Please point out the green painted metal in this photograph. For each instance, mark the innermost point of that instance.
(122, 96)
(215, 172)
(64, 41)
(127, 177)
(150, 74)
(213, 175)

────────────────────

What the task requires: Type out the entries again, word for word.

Solution to this task:
Please point out the green painted metal in this photograph. For each instance, mark the innermost point of that instance.
(122, 96)
(215, 172)
(64, 41)
(127, 177)
(150, 74)
(213, 175)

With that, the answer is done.